--- BEGIN Task material ---

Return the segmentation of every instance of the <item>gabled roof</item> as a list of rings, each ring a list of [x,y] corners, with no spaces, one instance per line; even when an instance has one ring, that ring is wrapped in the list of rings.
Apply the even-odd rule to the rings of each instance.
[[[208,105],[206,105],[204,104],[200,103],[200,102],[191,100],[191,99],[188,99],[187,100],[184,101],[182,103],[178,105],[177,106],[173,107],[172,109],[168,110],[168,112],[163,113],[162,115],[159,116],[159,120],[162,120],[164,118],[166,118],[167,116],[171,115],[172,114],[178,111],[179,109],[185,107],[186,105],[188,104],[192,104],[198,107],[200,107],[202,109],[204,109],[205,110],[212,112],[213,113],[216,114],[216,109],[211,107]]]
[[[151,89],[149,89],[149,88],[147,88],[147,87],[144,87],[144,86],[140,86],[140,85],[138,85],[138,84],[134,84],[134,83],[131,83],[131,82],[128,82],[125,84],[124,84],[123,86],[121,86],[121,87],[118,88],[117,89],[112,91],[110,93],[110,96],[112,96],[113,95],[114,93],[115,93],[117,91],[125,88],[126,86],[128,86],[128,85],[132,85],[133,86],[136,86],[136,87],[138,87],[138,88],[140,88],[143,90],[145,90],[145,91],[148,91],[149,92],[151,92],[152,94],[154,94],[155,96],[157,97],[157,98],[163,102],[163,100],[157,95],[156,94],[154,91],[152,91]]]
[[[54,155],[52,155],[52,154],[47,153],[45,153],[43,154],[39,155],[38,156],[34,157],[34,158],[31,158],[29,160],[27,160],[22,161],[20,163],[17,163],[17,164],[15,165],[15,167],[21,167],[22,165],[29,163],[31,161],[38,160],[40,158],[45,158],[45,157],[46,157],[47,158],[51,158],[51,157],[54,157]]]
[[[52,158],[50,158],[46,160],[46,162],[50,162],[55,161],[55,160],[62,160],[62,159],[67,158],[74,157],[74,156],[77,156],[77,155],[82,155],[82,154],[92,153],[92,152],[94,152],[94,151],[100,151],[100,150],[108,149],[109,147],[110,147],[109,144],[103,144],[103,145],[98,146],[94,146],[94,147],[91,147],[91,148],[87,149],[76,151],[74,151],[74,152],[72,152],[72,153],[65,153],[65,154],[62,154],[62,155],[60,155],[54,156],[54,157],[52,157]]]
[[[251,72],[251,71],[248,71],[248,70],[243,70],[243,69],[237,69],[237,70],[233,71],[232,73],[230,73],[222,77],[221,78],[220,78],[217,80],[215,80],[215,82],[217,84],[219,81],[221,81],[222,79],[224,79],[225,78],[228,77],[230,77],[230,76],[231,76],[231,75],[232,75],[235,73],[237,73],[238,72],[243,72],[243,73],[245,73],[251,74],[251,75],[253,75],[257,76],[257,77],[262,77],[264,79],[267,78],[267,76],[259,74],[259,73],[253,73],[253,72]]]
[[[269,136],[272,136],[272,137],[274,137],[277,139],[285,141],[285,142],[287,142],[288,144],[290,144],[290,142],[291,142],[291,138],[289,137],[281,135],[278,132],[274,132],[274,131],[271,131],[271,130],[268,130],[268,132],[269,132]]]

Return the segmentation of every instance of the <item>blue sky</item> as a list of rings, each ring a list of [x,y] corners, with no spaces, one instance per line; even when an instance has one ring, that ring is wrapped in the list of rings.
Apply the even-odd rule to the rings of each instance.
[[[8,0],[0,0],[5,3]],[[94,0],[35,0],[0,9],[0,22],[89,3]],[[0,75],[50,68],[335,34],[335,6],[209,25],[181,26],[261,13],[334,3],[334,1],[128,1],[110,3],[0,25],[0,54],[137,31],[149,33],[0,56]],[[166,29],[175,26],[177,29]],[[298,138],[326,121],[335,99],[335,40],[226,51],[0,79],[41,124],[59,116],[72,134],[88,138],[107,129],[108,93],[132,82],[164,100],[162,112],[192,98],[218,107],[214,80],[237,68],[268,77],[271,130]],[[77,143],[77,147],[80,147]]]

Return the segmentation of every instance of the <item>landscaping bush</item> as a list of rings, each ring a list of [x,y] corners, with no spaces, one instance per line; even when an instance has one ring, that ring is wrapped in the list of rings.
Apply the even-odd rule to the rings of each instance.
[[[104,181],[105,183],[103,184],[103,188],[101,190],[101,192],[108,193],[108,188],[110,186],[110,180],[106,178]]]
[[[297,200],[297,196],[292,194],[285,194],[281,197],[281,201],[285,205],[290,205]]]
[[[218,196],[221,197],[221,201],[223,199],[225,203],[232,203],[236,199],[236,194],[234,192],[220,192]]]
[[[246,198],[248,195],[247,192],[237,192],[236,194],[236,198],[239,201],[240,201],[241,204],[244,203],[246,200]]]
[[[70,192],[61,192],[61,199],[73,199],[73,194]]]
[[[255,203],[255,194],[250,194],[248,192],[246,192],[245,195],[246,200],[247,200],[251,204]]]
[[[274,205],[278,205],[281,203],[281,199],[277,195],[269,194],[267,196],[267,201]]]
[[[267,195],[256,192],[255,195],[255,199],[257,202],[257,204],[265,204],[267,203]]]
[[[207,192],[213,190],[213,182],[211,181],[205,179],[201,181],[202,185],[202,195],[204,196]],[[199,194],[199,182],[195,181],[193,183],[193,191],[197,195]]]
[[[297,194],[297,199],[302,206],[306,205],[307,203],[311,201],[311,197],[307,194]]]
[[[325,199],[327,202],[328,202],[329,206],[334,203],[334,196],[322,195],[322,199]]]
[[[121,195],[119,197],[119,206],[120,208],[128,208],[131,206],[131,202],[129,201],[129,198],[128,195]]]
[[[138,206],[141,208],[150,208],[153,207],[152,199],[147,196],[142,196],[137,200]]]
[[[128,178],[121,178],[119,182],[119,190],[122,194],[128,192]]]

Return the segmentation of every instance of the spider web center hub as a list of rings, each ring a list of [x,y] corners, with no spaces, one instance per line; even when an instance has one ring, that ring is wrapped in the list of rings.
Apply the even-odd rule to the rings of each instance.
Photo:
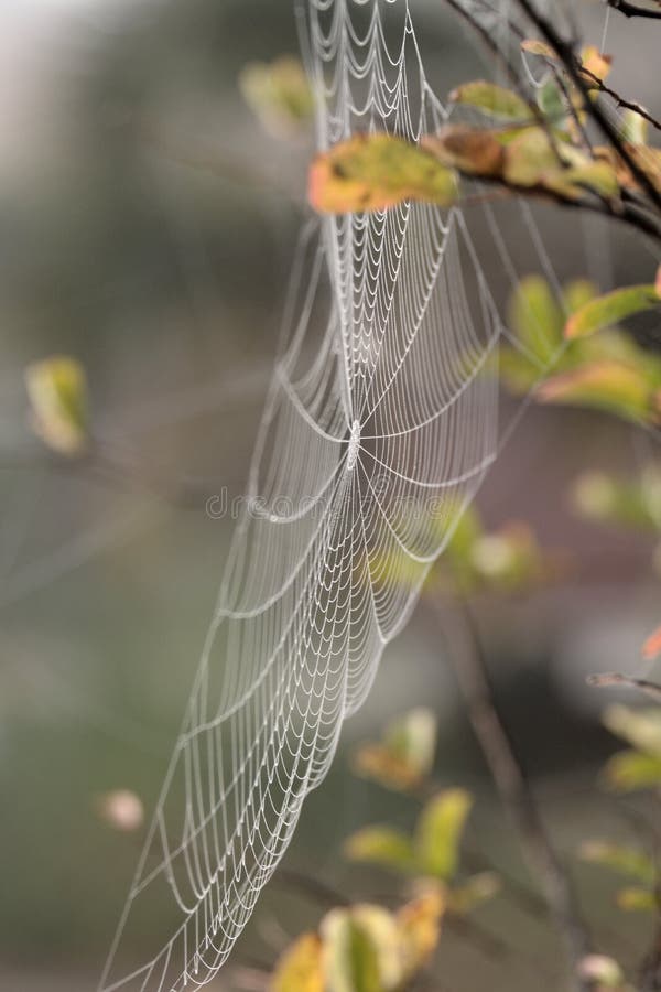
[[[360,451],[360,421],[355,420],[351,424],[351,434],[349,436],[349,453],[347,456],[347,468],[350,472],[358,461],[358,452]]]

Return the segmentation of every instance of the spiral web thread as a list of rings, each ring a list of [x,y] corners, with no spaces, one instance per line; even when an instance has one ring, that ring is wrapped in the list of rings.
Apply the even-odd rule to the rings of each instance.
[[[478,7],[501,30],[506,6]],[[308,0],[300,15],[319,148],[446,120],[408,0]],[[513,281],[487,206],[480,231]],[[496,457],[508,332],[460,211],[325,218],[296,270],[245,513],[104,992],[217,974]],[[129,934],[154,918],[164,941],[127,964]]]

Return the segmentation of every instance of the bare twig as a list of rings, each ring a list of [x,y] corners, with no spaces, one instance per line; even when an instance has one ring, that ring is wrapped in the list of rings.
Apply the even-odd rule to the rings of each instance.
[[[440,612],[440,604],[434,603],[434,606]],[[529,869],[542,886],[546,905],[565,945],[571,988],[585,992],[594,986],[581,977],[578,966],[589,952],[589,939],[572,884],[549,839],[521,764],[496,709],[473,613],[465,599],[459,600],[459,606],[468,649],[460,656],[453,653],[453,658],[468,718],[494,783],[517,828]]]
[[[592,117],[594,122],[602,130],[606,139],[609,141],[631,175],[637,181],[638,185],[642,190],[644,190],[650,204],[652,204],[658,212],[661,212],[661,192],[657,188],[655,184],[650,179],[644,169],[642,169],[641,165],[636,161],[636,159],[629,153],[629,150],[627,149],[625,142],[621,140],[617,129],[604,112],[603,107],[599,106],[598,101],[589,99],[589,89],[582,75],[582,66],[576,58],[574,45],[571,42],[567,42],[557,33],[551,21],[549,21],[543,14],[538,11],[534,7],[534,3],[530,2],[530,0],[517,0],[517,3],[522,13],[530,20],[532,24],[534,24],[534,26],[541,33],[544,41],[546,41],[556,52],[560,61],[564,65],[568,77],[571,78],[576,89],[583,96],[583,104],[586,114]],[[661,18],[661,12],[659,13],[659,17]]]
[[[615,89],[611,89],[610,86],[607,86],[603,79],[600,79],[596,73],[593,73],[592,69],[588,69],[587,66],[582,65],[581,72],[584,76],[587,76],[590,83],[594,83],[596,89],[599,93],[609,96],[610,99],[615,100],[618,107],[622,107],[625,110],[633,110],[635,114],[638,114],[639,117],[644,118],[648,123],[650,123],[653,128],[657,128],[658,131],[661,131],[661,121],[657,120],[655,117],[652,117],[649,110],[646,110],[640,104],[637,104],[636,100],[628,100],[626,97],[616,93]]]
[[[597,689],[606,689],[610,686],[640,689],[646,696],[651,696],[657,701],[661,700],[661,686],[658,686],[655,682],[648,682],[647,679],[632,679],[629,676],[621,675],[619,671],[598,672],[597,675],[588,676],[586,682],[588,686],[595,686]]]
[[[652,20],[661,21],[661,10],[639,7],[637,3],[629,3],[629,0],[606,0],[606,4],[614,10],[618,10],[626,18],[651,18]]]
[[[661,924],[657,927],[654,944],[640,970],[640,992],[661,990]]]

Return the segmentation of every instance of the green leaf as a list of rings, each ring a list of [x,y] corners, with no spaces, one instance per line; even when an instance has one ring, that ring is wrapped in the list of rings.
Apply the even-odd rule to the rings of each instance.
[[[517,521],[478,538],[472,562],[484,584],[509,592],[530,585],[544,572],[534,535],[527,524]]]
[[[449,99],[499,120],[527,121],[532,116],[530,106],[517,93],[485,79],[464,83],[453,89]]]
[[[660,485],[661,474],[651,465],[632,482],[606,472],[585,472],[574,484],[572,503],[590,520],[658,533],[661,529]]]
[[[617,844],[604,840],[586,841],[581,848],[581,858],[592,864],[608,867],[620,875],[631,875],[650,885],[657,877],[652,859],[640,848],[630,844]]]
[[[87,380],[75,358],[56,355],[29,365],[25,386],[34,430],[59,454],[75,456],[88,444]]]
[[[314,160],[310,202],[322,213],[386,209],[405,200],[451,206],[454,172],[423,148],[391,134],[359,134]]]
[[[567,108],[560,86],[555,79],[550,76],[537,91],[538,106],[544,117],[554,122],[562,121],[566,117]]]
[[[605,955],[586,955],[578,966],[578,974],[590,983],[590,988],[596,983],[602,992],[606,989],[619,989],[625,992],[625,975],[614,958]]]
[[[649,122],[636,110],[625,110],[620,120],[620,138],[629,144],[647,144]]]
[[[661,708],[608,707],[604,724],[611,734],[621,737],[638,751],[661,758]]]
[[[604,779],[618,792],[661,786],[661,757],[641,751],[620,751],[604,767]]]
[[[307,127],[314,97],[301,62],[284,55],[274,62],[251,62],[239,75],[243,99],[262,126],[275,137]]]
[[[411,839],[391,827],[365,827],[351,834],[344,845],[349,861],[379,864],[398,872],[415,869],[415,853]]]
[[[563,288],[563,299],[567,313],[575,313],[590,300],[594,300],[598,291],[594,282],[588,279],[574,279]],[[562,336],[562,327],[560,328]]]
[[[386,745],[416,779],[432,770],[436,751],[437,720],[433,710],[416,707],[393,720],[386,729]]]
[[[572,339],[586,337],[628,316],[653,310],[660,304],[661,298],[652,283],[614,290],[577,310],[565,325],[565,337]]]
[[[509,302],[509,324],[529,352],[544,365],[562,345],[564,313],[541,276],[525,276]]]
[[[444,882],[454,877],[472,807],[473,798],[465,789],[446,789],[425,806],[415,829],[415,853],[426,874]]]
[[[394,917],[379,906],[333,909],[321,927],[328,992],[391,992],[402,961]]]
[[[530,55],[540,55],[542,58],[551,58],[553,62],[557,61],[555,48],[537,37],[524,39],[521,42],[521,51],[528,52]]]
[[[627,913],[655,913],[659,908],[651,889],[636,886],[621,888],[617,894],[617,905]]]
[[[447,893],[447,908],[459,916],[473,913],[483,903],[492,899],[500,891],[500,880],[495,872],[478,872]]]
[[[325,992],[322,941],[303,934],[282,955],[271,975],[271,992]]]
[[[393,720],[381,743],[368,743],[354,755],[355,770],[391,789],[419,786],[432,769],[436,747],[436,718],[423,707]]]

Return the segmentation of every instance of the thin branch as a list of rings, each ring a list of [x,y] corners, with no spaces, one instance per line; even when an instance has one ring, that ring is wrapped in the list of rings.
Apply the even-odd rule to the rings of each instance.
[[[459,606],[468,644],[460,656],[459,653],[452,654],[468,718],[494,783],[517,829],[529,869],[542,886],[546,905],[562,936],[570,964],[571,988],[585,992],[594,988],[579,973],[579,963],[589,952],[589,938],[566,867],[549,839],[521,764],[496,709],[475,619],[465,599],[459,600]],[[440,613],[440,604],[434,602],[434,607]]]
[[[652,20],[661,21],[661,10],[638,7],[637,3],[629,3],[629,0],[606,0],[606,4],[619,11],[626,18],[651,18]]]
[[[525,17],[541,32],[544,40],[555,50],[572,83],[583,96],[585,111],[599,127],[604,136],[610,142],[617,154],[620,157],[631,175],[636,179],[638,185],[644,190],[650,203],[661,212],[661,192],[657,188],[648,173],[640,166],[636,159],[629,153],[627,147],[622,142],[617,129],[604,112],[603,107],[597,101],[589,99],[589,89],[582,75],[582,66],[576,58],[574,46],[565,41],[553,24],[541,14],[530,0],[517,0],[517,3]],[[661,12],[659,14],[661,17]]]
[[[661,686],[657,682],[648,682],[647,679],[632,679],[629,676],[621,675],[619,671],[605,671],[597,675],[588,676],[586,679],[588,686],[595,686],[597,689],[607,689],[610,686],[625,686],[627,689],[640,689],[646,696],[661,700]]]
[[[620,96],[619,93],[616,93],[615,89],[611,89],[610,86],[607,86],[603,79],[600,79],[596,73],[593,73],[592,69],[588,69],[585,65],[581,67],[581,72],[584,76],[587,76],[590,83],[595,84],[595,87],[599,90],[599,93],[609,96],[618,107],[624,107],[625,110],[633,110],[635,114],[638,114],[639,117],[644,118],[648,123],[650,123],[653,128],[657,128],[658,131],[661,131],[661,121],[657,120],[655,117],[652,117],[649,110],[646,110],[640,104],[637,104],[635,100],[628,100],[625,97]]]
[[[652,949],[642,963],[639,984],[640,992],[661,990],[661,925],[657,928]]]

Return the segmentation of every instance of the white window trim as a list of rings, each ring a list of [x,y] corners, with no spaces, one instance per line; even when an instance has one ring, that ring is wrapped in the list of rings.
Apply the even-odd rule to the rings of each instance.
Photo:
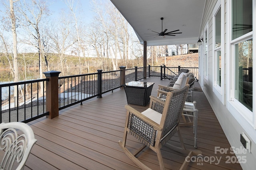
[[[253,0],[252,2],[252,16],[255,16],[256,12],[256,3],[255,1]],[[227,2],[227,18],[226,28],[227,30],[231,30],[232,28],[232,2],[231,1]],[[256,26],[256,17],[253,18],[253,27],[255,28]],[[255,32],[255,29],[254,32]],[[256,95],[256,84],[254,83],[253,86],[253,106],[254,106],[252,112],[251,111],[245,106],[234,98],[234,44],[239,42],[241,42],[252,38],[253,49],[256,49],[256,34],[253,33],[253,31],[244,35],[240,37],[233,40],[231,40],[231,31],[227,31],[226,34],[226,56],[230,56],[226,59],[226,80],[227,84],[227,98],[226,102],[227,108],[230,113],[236,118],[236,120],[240,125],[243,125],[243,128],[249,135],[253,134],[254,132],[252,131],[251,127],[253,127],[253,129],[256,129],[256,101],[255,100]],[[253,58],[255,59],[256,51],[253,51]],[[256,62],[253,62],[253,67],[256,66]],[[256,75],[256,70],[253,70],[253,75]],[[256,82],[256,76],[253,76],[253,82]],[[248,114],[250,113],[250,114]]]
[[[205,31],[207,31],[207,52],[206,53],[207,57],[207,62],[206,63],[206,68],[205,68]],[[204,55],[204,83],[206,83],[208,85],[209,85],[208,78],[209,78],[209,21],[207,21],[207,23],[205,25],[204,28],[204,49],[203,49],[203,53]],[[205,69],[207,69],[207,75],[205,75],[204,74]]]
[[[214,7],[213,12],[212,12],[212,32],[213,32],[213,38],[212,38],[212,63],[213,64],[213,68],[212,69],[212,75],[213,75],[213,83],[212,84],[212,91],[214,93],[216,96],[221,101],[221,102],[224,104],[225,100],[224,95],[223,95],[224,93],[224,67],[225,67],[225,62],[224,62],[224,56],[225,54],[224,51],[224,45],[225,43],[224,35],[225,34],[224,30],[224,24],[225,24],[225,20],[224,20],[224,12],[225,9],[224,7],[224,5],[222,5],[222,4],[224,4],[224,2],[223,0],[218,0],[216,3],[215,6]],[[215,16],[217,14],[217,13],[219,11],[220,8],[221,8],[220,10],[221,12],[221,46],[218,48],[215,48]],[[217,70],[216,68],[217,68],[217,58],[216,57],[216,52],[217,51],[220,50],[221,51],[221,86],[220,86],[218,85],[217,84],[216,80],[217,79],[217,74],[216,73]]]

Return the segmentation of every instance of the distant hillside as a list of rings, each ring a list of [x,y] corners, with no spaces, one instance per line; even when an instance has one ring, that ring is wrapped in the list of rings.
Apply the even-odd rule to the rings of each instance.
[[[164,57],[158,58],[158,64],[164,64]],[[166,65],[168,67],[198,67],[198,53],[166,57]]]

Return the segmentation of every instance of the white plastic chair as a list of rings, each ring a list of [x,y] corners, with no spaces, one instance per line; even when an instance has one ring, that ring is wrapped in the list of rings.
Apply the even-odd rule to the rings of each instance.
[[[0,124],[0,151],[4,151],[0,170],[13,169],[14,163],[18,165],[16,170],[23,169],[37,141],[32,129],[24,123],[2,123]]]

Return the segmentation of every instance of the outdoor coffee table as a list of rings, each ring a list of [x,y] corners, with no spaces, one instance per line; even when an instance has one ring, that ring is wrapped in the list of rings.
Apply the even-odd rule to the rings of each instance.
[[[126,94],[128,104],[145,106],[150,100],[154,83],[132,81],[123,85]]]

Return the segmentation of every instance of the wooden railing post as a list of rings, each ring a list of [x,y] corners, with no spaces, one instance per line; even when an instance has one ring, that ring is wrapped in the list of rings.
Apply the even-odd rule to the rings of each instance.
[[[148,65],[148,77],[150,77],[150,65]]]
[[[102,70],[98,70],[98,93],[99,94],[98,96],[97,96],[97,98],[102,98]]]
[[[162,65],[161,66],[160,66],[160,69],[161,69],[160,70],[160,74],[161,74],[161,76],[160,76],[160,79],[161,80],[163,80],[163,66],[162,66]]]
[[[135,81],[138,81],[138,66],[135,66]]]
[[[249,67],[248,68],[248,81],[252,82],[252,67]]]
[[[125,66],[120,66],[120,86],[122,88],[122,86],[125,84]]]
[[[46,109],[49,111],[47,118],[52,119],[59,115],[59,74],[61,72],[49,71],[43,73],[45,75],[49,81],[46,82]]]
[[[165,71],[166,70],[166,66],[165,66],[165,65],[164,65],[164,66],[163,67],[164,67],[164,76],[163,76],[163,77],[166,78],[166,76],[165,75]]]

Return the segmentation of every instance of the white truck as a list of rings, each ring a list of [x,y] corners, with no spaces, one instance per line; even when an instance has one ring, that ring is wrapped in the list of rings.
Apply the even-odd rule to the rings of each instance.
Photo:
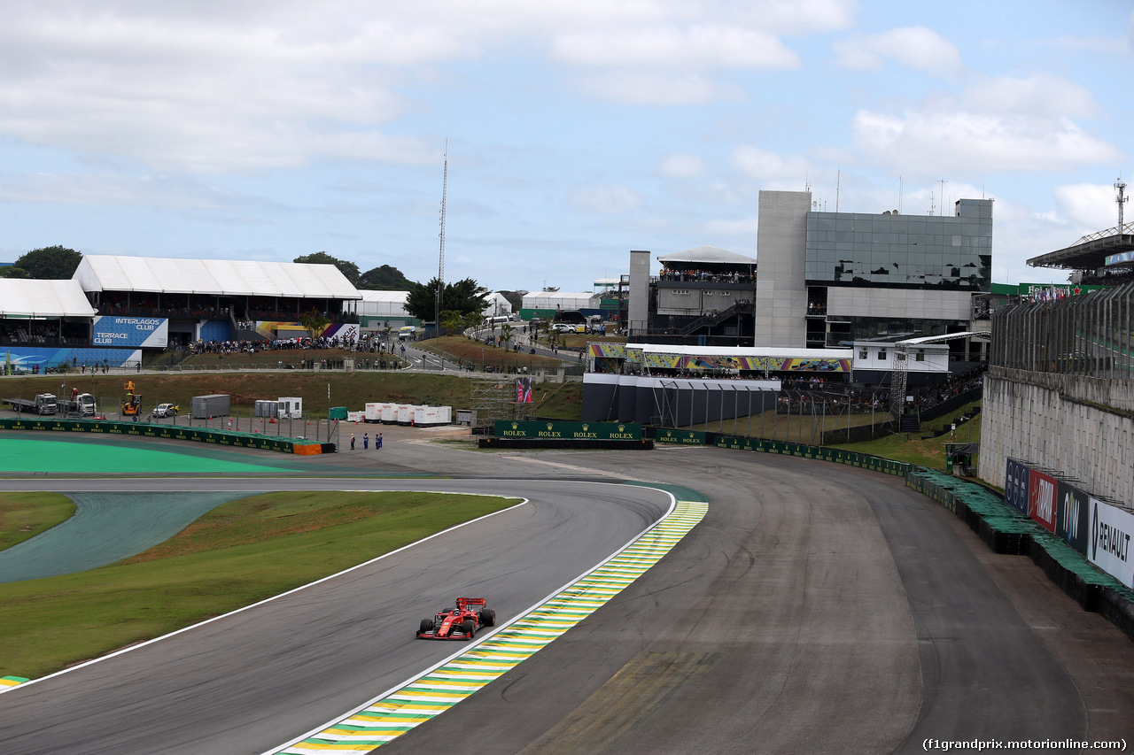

--- END Task material ---

Requirement:
Which lines in the material above contain the string "item"? Copy out every one of them, matching uppercase and lowercase exactly.

Final result:
Return the segmentation of every instance of the <item>gabled roof</item> as a list of rings, each ring a list of [x,y] corners, with no spaces, one instance per line; even when an instance has one ring, that ring is wrapped in the list of rings.
Return the segmentation of every instance of the <item>blue sky</item> as a list of rings, each ring a list of [x,y] corners, with no spaces, one instance per line; even when an instance has one ring, that ring is wrapped in the list of rings.
Return the segmentation of every instance of the <item>landscaping bush</item> as a list of rings, each ring a list of [x,y] corners, with no spaces, one instance per line; even when an instance has one ring, that ring is wrapped in the list of rings.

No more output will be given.